**Consigne**:
Reprenez le texte sur l'Allemagne et les États-Unis de « Je voudrais insister » à « l’esprit d’entreprise américain. » en substituant « liberté commerciale » à « liberté économique ».

**Texte du document**:
----------------
On voit que tout cela est plus compliqué que les apparences. Je vais essayer de placer un certain nombre d’éléments en perspective et tenter de donner des clefs de lecture.

Je voudrais insister sur un point-clef pour comprendre l’incertitude ou l’incapacité des Allemands à choisir entre une attitude franchement anti-américaine et une attitude franchement pro-américaine dans le contexte actuel, celui de l’élection de Donald Trump, Américain d’ascendance allemande. En fait il y a toujours deux composantes dans la politique allemande : une composante d’intégration très forte, quelquefois hiérarchique puisqu’elle consiste à placer l’Allemagne au sommet d’un dispositif d’organisation (comme l’Union Européenne), et une composante de mise en concurrence des acteurs et de fortes libertés, en particulier la liberté économique.

Ce qui, chez les Américains, fascine les Allemands, c’est l’économie de marché, la liberté de concurrence, tout ce qui fait se rejoindre l’esprit d’entreprise allemand et l’esprit d’entreprise américain.

Ce qui les met mal à l’aise aujourd’hui, c’est que, contrairement à la période d’après 1945 où se dessinait un schéma clair d’intégration dans l’OTAN, la CEE puis l’Union européenne devenant un sous-ensemble de cette « communauté occidentale », depuis la réunification les choses sont beaucoup moins claires, d’abord parce que l’Allemagne redevient une puissance, et aussi parce que, réunifiée, elle affirme des intérêts nationaux. Ces intérêts nationaux l’ont amenée, dans un souci d’équilibre européen, à entrer dans la logique de l’euro et de l’Union européenne mais, d’un autre côté, la montée en puissance de cette Europe construite autour de l’Allemagne a largement inquiété les États-Unis à plusieurs reprises… ou bien les a laissés sceptiques. En effet, les économistes américains ont une double tendance : redouter ce qui se passe en Europe autour de l’Allemagne ou bien être carrément sceptiques sur ce qui leur semble être une absurdité, à savoir l’Europe que l’on fait entrer au chausse-pied dans le monétarisme allemand.

Je reviendrai d’abord sur la question de savoir si l’actuelle dispute est due seulement à Donald Trump. Je montrerai que ce n’est pas le cas en apportant des éléments qui n’ont pas été donnés jusque-là.

Ensuite je confronterai la vision américaine et la vision allemande de la mondialisation, visions tantôt proches, tantôt antagonistes. C’est en effet ce qui se joue en ce moment avec la tendance américaine à vouloir rééquilibrer un certain nombre de facteurs.

La troisième question que je poserai – rapidement car M. l’ambassadeur de Montferrand y a insisté – portera sur ce que l’Allemagne envisage de faire en se tournant vers l’Asie. Cette tendance eurasiatique est-elle une alternative à ce qui s’était fait jusque-là avec les États-Unis ?

Enfin, j’essaierai de vous expliquer pourquoi je pense qu’il y aura à nouveau convergence entre l’Allemagne et les États-Unis d’ici quelques années.
----------------
**Extraits de données**:
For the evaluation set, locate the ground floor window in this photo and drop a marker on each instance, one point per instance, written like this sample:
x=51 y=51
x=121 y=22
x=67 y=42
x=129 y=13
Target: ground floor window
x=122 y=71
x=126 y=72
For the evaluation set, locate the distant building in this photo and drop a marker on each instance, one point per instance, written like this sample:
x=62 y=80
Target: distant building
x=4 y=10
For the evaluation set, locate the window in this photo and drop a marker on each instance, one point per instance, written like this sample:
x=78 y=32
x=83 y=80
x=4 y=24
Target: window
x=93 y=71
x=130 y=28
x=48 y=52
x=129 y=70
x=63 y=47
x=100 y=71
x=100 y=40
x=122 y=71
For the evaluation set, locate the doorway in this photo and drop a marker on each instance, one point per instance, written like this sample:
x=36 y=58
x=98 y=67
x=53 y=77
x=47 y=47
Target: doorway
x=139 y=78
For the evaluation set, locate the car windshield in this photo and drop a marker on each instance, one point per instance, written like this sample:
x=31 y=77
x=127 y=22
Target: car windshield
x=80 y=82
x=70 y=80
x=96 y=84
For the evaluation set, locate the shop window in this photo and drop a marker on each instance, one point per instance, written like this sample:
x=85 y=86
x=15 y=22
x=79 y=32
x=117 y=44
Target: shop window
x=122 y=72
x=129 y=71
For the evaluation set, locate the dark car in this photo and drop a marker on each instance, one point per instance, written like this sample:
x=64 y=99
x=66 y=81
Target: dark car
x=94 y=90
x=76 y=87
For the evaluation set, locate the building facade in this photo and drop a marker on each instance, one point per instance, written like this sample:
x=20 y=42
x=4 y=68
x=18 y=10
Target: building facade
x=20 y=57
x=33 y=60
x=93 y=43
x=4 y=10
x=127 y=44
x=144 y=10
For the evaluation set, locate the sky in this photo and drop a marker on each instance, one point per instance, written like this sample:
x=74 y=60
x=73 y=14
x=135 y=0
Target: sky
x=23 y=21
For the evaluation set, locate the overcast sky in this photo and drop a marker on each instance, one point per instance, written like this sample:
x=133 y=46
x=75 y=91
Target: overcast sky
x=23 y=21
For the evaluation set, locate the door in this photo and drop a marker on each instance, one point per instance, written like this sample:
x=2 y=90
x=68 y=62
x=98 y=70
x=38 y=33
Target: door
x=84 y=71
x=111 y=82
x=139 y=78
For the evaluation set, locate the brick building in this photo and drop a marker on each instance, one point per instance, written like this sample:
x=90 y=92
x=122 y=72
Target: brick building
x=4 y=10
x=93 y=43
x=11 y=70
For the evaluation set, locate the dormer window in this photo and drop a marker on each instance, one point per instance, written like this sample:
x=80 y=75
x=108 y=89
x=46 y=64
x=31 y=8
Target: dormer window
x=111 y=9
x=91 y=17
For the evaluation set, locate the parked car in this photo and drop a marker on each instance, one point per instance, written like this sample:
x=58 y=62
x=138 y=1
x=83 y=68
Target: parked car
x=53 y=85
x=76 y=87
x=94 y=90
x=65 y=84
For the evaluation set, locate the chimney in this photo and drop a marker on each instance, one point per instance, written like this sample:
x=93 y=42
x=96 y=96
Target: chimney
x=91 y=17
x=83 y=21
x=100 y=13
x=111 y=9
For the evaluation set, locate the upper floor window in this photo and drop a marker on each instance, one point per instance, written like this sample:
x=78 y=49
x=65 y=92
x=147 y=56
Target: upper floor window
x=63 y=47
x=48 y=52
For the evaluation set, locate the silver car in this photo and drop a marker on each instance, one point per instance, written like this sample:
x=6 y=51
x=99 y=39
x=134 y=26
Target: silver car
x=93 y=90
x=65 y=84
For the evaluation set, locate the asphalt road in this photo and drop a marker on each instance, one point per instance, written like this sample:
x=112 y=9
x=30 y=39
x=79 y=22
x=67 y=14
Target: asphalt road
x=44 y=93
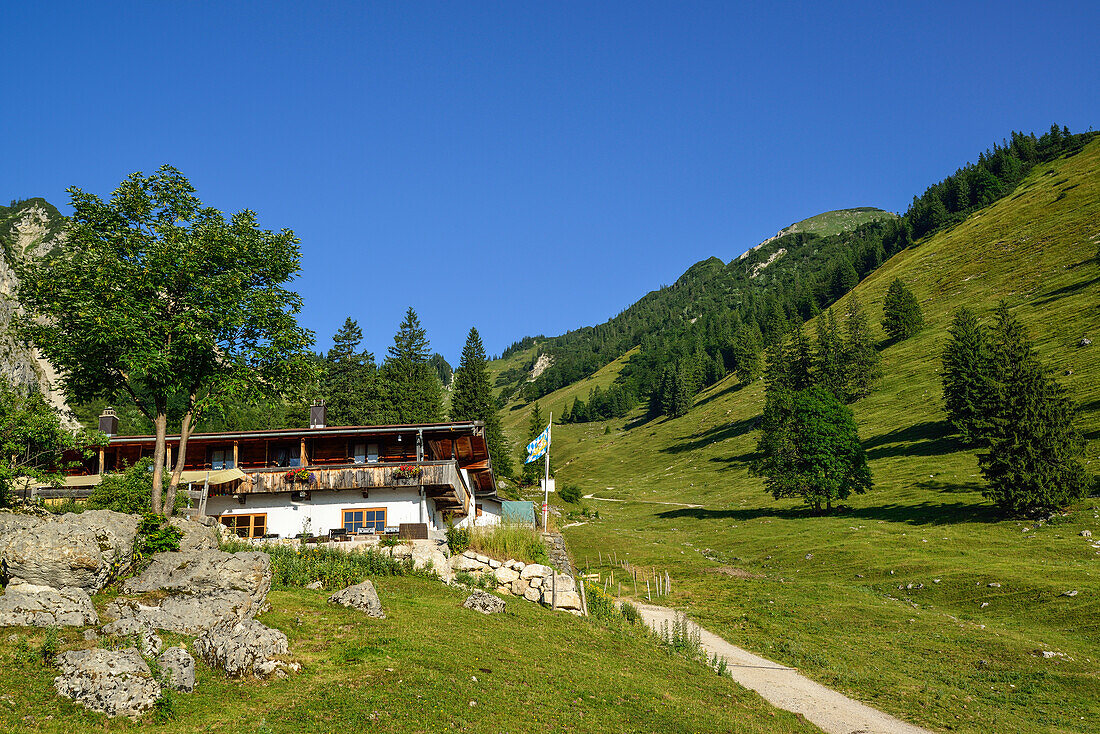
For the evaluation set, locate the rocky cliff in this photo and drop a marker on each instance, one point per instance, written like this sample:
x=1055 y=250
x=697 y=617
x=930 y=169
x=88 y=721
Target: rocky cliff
x=31 y=228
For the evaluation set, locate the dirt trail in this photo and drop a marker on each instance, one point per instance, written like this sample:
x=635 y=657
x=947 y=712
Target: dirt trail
x=785 y=688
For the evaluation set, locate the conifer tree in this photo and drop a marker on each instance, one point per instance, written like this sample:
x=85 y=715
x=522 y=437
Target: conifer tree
x=901 y=313
x=416 y=395
x=860 y=358
x=350 y=383
x=681 y=401
x=828 y=357
x=1033 y=461
x=966 y=375
x=472 y=400
x=747 y=355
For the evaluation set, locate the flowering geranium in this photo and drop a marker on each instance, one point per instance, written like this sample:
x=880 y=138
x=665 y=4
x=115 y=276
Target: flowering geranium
x=408 y=471
x=298 y=475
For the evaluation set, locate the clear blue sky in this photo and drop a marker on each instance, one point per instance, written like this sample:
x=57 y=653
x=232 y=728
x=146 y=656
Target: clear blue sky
x=527 y=167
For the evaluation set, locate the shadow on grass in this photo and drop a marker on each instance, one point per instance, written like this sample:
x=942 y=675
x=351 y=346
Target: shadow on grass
x=922 y=439
x=717 y=434
x=1066 y=291
x=735 y=387
x=922 y=513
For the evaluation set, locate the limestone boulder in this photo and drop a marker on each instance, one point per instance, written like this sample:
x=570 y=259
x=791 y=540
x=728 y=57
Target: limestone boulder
x=485 y=603
x=84 y=549
x=197 y=536
x=193 y=591
x=362 y=596
x=563 y=582
x=505 y=576
x=177 y=666
x=245 y=648
x=113 y=682
x=535 y=570
x=463 y=562
x=33 y=605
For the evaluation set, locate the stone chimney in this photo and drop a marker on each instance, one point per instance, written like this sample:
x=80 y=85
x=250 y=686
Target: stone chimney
x=317 y=414
x=109 y=422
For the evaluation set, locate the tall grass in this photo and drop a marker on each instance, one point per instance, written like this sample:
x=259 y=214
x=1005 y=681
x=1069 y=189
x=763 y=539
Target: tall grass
x=509 y=540
x=336 y=569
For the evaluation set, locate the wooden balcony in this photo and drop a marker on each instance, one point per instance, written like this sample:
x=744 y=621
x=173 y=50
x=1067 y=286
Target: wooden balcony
x=441 y=481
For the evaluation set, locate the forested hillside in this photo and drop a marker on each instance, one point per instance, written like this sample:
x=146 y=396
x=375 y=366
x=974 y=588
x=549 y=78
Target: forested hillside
x=718 y=317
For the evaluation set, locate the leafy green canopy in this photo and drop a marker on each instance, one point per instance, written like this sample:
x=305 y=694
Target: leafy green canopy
x=901 y=313
x=810 y=448
x=157 y=296
x=472 y=400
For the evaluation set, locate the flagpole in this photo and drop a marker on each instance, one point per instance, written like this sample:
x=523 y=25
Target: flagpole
x=546 y=482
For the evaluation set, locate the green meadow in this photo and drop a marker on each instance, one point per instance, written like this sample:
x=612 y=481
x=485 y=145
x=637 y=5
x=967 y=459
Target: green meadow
x=916 y=598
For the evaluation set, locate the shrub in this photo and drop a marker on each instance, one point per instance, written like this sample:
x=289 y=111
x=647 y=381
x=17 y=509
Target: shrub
x=155 y=536
x=630 y=613
x=299 y=566
x=458 y=538
x=509 y=540
x=570 y=493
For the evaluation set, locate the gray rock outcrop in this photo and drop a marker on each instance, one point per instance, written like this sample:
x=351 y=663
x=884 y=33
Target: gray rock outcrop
x=484 y=602
x=114 y=682
x=193 y=591
x=177 y=667
x=362 y=596
x=32 y=605
x=245 y=648
x=196 y=536
x=536 y=582
x=86 y=549
x=146 y=638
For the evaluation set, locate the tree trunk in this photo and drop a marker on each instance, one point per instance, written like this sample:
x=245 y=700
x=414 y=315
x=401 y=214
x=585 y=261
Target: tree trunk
x=185 y=433
x=158 y=452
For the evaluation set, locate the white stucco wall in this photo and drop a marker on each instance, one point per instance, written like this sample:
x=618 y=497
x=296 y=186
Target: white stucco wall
x=491 y=513
x=323 y=510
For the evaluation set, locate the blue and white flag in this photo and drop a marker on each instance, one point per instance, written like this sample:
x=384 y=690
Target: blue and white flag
x=538 y=448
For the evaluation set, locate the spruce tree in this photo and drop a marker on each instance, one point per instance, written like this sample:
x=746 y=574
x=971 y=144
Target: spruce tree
x=681 y=396
x=747 y=355
x=901 y=313
x=1033 y=461
x=860 y=358
x=416 y=394
x=828 y=357
x=966 y=375
x=349 y=383
x=472 y=400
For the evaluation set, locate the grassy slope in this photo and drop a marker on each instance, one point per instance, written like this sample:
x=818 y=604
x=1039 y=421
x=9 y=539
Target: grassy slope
x=932 y=655
x=515 y=415
x=839 y=220
x=416 y=670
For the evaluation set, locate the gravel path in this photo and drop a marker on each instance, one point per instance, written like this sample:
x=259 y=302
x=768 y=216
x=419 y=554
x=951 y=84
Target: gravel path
x=785 y=688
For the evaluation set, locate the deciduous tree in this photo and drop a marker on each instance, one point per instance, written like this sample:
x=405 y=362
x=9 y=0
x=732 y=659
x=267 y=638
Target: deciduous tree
x=157 y=296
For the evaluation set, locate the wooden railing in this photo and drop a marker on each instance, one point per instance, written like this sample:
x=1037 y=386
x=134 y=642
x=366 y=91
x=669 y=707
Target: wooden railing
x=360 y=477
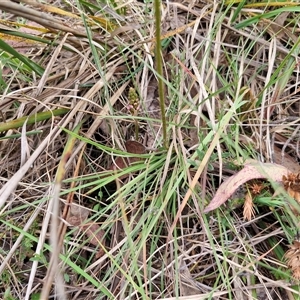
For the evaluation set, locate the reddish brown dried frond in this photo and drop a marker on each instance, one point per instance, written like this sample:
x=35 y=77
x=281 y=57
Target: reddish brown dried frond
x=291 y=181
x=256 y=188
x=248 y=207
x=293 y=259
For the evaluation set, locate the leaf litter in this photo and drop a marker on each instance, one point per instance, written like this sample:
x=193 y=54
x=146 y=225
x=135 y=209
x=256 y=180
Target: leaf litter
x=202 y=57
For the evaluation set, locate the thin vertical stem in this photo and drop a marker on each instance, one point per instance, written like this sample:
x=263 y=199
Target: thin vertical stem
x=159 y=68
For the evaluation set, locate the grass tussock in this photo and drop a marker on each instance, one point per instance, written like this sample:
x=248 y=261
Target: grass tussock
x=118 y=126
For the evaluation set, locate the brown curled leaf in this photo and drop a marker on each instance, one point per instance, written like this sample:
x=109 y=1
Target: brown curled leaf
x=255 y=170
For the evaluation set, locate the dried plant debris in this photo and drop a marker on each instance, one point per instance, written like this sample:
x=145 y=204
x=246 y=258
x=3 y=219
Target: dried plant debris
x=249 y=212
x=78 y=217
x=291 y=183
x=293 y=259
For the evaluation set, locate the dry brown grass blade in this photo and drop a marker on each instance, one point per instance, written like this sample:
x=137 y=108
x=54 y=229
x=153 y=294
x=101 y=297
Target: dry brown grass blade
x=39 y=17
x=250 y=171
----------------
**Réponse finale**:
Je voudrais insister sur un point-clef pour comprendre l’incertitude ou l’incapacité des Allemands à choisir entre une attitude franchement anti-américaine et une attitude franchement pro-américaine dans le contexte actuel, celui de l’élection de Donald Trump, Américain d’ascendance allemande. En fait il y a toujours deux composantes dans la politique allemande : une composante d’intégration très forte, quelquefois hiérarchique puisqu’elle consiste à placer l’Allemagne au sommet d’un dispositif d’organisation (comme l’Union Européenne), et une composante de mise en concurrence des acteurs et de fortes libertés, en particulier la liberté commerciale.

Ce qui, chez les Américains, fascine les Allemands, c’est l’économie de marché, la liberté de concurrence, tout ce qui fait se rejoindre l’esprit d’entreprise allemand et l’esprit d’entreprise américain.